** EXERCISE 1 **
Retype the part of the forum thread starting at "Looking at the" and ending at "like more info.", keeping it word for word.

** PASSAGE SHOWN **

This shows a logical diagram of how they cobble all these cores together: http://www.redbooks.ibm.com/abstracts/tips0972.html?Open
I've seen these both opened up and racked up. They are basically split into max 4 rackmount systems, each I think was 2U IIRC. The 4 systems (max configuration) are connected together by a big fat cable, which is the interconnect between nodes in the Redbook I've linked above. The RAM was split 4 ways among the nodes, and NUMA really matters in these systems, since memory local to your nodes is much faster to access than memory across the interconnect.
This is what I observed about 5-6 years ago. I'm sure things have miniaturized further since then...
4 CPU, 60 cores, 120 threads (cloud cores), 3TB RAM, 90TB SSD, 4 x 40GB Ethernet, 4 RU. $120K.
Same price as the AWS instance for one year of on demand.
One of the links on the top points to a server with 96 DIMM slots, supporting up to 6 TB of memory in total.
You could do exhaustive analysis on that dataset fully in memory.
I only point this out to try and correct a common error I see. You're absolutely right that it is awesome that the entire data set can be analyzed in RAM!
Looking at the thread from the release, I see no explanation of how he got the data, but I see several people commenting that they finally have a way to get comments beyond the 1000 per account:
Practically speaking, on the other hand, reddit likely never took user content licensing into account to begin with - they never knew they'd get all of digg a couple years in, and 2006 was a different time besides.
The only way reddit would be able to release the data now would either be a specific clause (added from the start) allowing such in the TOS, or a general-purpose "we can do w/e we want with your data"; nobody thought to add the former (as noted), and of course the latter would have been roasted alive the moment it was noticed.
So, me thinks licensing issues.
Modmailing /r/reddit.com is the canonical way to reach the admins (for any reason), if you'd like more info.
What time of day the accounts most frequently comment. (I'd bet there is an interesting grouping of those that post while at work during the day, and those who post from home at night.
or what subreddits people comment in most during the day vs which /r/ they post to at night ;)
Sounds like you'd enjoy reading this guy's stuff:
The storage format of a dataset can make a big difference in memory usage.
It makes for an interesting exercise to load in your data, do your analytics, and then store out the meta data. I wonder if the oil and gas people are looking at this for pre-processing their seismic data dumps.
Why don't you compare aws to building your own cpu?
On your definition of "aws-believer" is that someone who feels that AWS is a superior solution to deploying a web facing application in all cases? Does your definition include economics? (like $/month vs request/month vs latency?)
Can I assume that you consider comparing AWS to building your own CPU as an apples to oranges comparison? I certainly do, because I define a CPU to be a small component part of a distributed system hosting a web facing application.
Building your own datacenters is also an alternative to aws-ec2, but you go to that step by step (I think?) (dedicated > colocation > datacenter). In some cases when you have crazy growth you can skip a/some steps (ex: dropbox going from aws to their own datacenter)
They don't even compare them in whatever $/request/latency/$metric since they don't even mention them. And dedicated has also many options from low-price+no-support-shitty-network to high price/good-network/support etc.

** PROVIDED DATA **
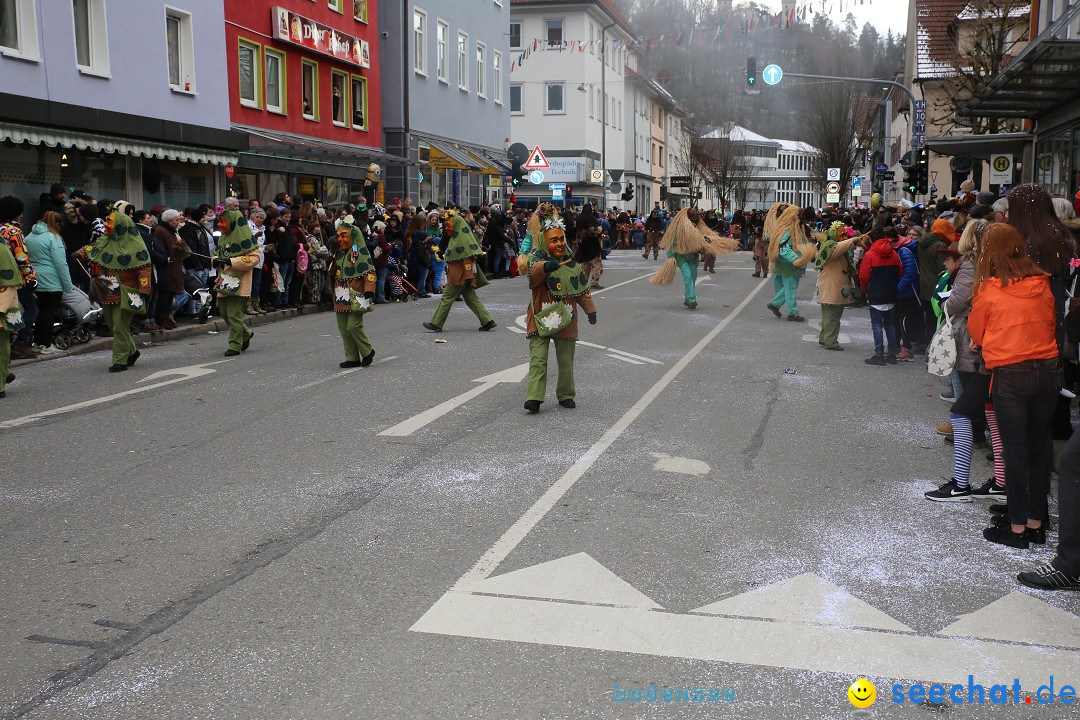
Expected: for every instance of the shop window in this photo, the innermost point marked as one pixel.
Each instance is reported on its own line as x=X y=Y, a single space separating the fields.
x=339 y=97
x=248 y=65
x=179 y=41
x=18 y=28
x=274 y=65
x=91 y=37
x=359 y=103
x=309 y=75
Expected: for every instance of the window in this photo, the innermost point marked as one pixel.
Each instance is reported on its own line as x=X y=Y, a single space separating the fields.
x=553 y=92
x=360 y=10
x=481 y=69
x=553 y=32
x=309 y=77
x=248 y=64
x=515 y=99
x=339 y=98
x=442 y=51
x=274 y=66
x=91 y=37
x=359 y=103
x=462 y=60
x=18 y=28
x=419 y=41
x=179 y=50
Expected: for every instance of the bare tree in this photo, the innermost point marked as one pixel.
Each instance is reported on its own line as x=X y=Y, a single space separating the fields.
x=988 y=34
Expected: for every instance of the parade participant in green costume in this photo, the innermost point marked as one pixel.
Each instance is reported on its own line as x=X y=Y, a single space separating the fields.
x=463 y=274
x=354 y=282
x=238 y=253
x=686 y=236
x=11 y=314
x=558 y=288
x=123 y=287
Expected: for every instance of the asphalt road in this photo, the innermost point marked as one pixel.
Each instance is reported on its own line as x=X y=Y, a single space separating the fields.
x=729 y=506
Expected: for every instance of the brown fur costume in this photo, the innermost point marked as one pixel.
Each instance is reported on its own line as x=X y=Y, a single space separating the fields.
x=686 y=235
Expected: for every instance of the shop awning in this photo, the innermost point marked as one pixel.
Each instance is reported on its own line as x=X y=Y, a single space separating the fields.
x=287 y=146
x=1042 y=78
x=981 y=147
x=94 y=143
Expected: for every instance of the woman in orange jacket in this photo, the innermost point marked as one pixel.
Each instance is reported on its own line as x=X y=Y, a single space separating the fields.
x=1012 y=322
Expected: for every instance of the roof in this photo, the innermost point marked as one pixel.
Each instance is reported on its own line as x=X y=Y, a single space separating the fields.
x=935 y=51
x=607 y=5
x=739 y=134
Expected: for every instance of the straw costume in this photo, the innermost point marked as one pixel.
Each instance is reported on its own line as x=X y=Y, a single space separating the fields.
x=238 y=253
x=558 y=289
x=463 y=274
x=11 y=314
x=354 y=281
x=790 y=250
x=123 y=287
x=686 y=236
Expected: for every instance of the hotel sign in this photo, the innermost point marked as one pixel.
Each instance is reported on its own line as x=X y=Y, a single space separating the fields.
x=299 y=30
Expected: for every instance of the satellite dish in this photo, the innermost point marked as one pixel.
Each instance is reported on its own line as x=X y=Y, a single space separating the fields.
x=517 y=153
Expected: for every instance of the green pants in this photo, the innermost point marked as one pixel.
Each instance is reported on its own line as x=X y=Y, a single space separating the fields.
x=450 y=294
x=538 y=368
x=785 y=287
x=120 y=322
x=232 y=311
x=4 y=357
x=829 y=325
x=351 y=327
x=688 y=263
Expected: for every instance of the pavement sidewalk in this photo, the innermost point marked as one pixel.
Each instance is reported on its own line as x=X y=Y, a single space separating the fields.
x=188 y=330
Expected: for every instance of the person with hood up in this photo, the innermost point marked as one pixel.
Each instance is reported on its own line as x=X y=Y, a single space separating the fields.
x=879 y=276
x=238 y=253
x=835 y=267
x=462 y=253
x=558 y=288
x=931 y=266
x=123 y=287
x=790 y=250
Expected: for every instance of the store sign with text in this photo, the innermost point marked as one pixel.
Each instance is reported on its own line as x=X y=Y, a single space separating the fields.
x=299 y=30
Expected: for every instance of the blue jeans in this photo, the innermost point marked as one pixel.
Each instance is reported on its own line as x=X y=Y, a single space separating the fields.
x=286 y=270
x=421 y=280
x=193 y=306
x=380 y=284
x=885 y=320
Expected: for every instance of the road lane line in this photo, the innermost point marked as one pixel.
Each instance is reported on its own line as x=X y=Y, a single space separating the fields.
x=518 y=530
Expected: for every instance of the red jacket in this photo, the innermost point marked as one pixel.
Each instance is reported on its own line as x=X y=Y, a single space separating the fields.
x=1014 y=323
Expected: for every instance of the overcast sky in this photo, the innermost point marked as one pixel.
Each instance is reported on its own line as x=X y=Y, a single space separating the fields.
x=883 y=14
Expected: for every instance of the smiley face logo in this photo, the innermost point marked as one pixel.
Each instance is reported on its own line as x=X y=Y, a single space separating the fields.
x=862 y=693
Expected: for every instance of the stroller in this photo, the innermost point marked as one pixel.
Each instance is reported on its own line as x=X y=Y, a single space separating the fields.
x=75 y=320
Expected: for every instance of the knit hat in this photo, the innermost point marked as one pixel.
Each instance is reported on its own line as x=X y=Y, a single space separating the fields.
x=943 y=228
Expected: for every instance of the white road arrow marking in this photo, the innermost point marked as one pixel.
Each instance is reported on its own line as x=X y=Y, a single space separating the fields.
x=406 y=428
x=180 y=374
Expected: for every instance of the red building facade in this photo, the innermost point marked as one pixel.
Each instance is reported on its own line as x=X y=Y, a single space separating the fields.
x=302 y=84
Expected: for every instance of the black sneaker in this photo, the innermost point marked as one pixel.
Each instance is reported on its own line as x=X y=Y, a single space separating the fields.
x=949 y=492
x=1048 y=578
x=1004 y=535
x=988 y=489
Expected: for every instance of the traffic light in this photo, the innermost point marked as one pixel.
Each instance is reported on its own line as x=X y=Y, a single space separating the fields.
x=922 y=172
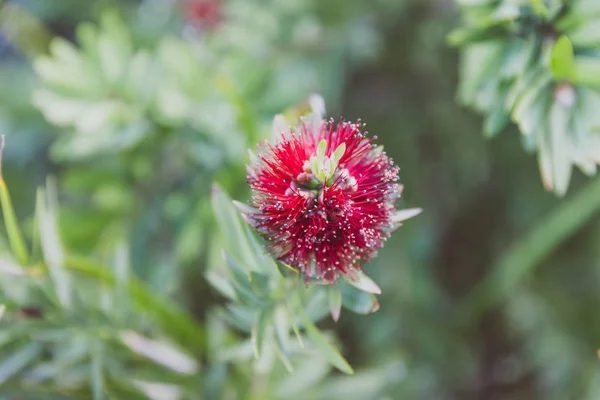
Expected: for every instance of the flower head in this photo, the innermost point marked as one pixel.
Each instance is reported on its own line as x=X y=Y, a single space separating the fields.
x=324 y=198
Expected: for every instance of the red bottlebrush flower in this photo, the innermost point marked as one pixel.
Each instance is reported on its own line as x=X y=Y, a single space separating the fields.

** EXERCISE 2 **
Present the lines of the records as a numbered list, starting at the line that contains "Expected: for every instance of the red bottlebrush" and ending at the last line of the records, with both ends included and blank lines omitted.

** EXERCISE RESULT 1 **
Looking at the thread from the release, I see no explanation of how he got the data, but I see several people commenting that they finally have a way to get comments beyond the 1000 per account:
Practically speaking, on the other hand, reddit likely never took user content licensing into account to begin with - they never knew they'd get all of digg a couple years in, and 2006 was a different time besides.
The only way reddit would be able to release the data now would either be a specific clause (added from the start) allowing such in the TOS, or a general-purpose "we can do w/e we want with your data"; nobody thought to add the former (as noted), and of course the latter would have been roasted alive the moment it was noticed.
So, me thinks licensing issues.
Modmailing /r/reddit.com is the canonical way to reach the admins (for any reason), if you'd like more info.

** EXERCISE RESULT 2 **
1. Expected: for every instance of the red bottlebrush flower in this photo, the innermost point marked as one pixel.
2. Each instance is reported on its own line as x=X y=Y, a single space separating the fields.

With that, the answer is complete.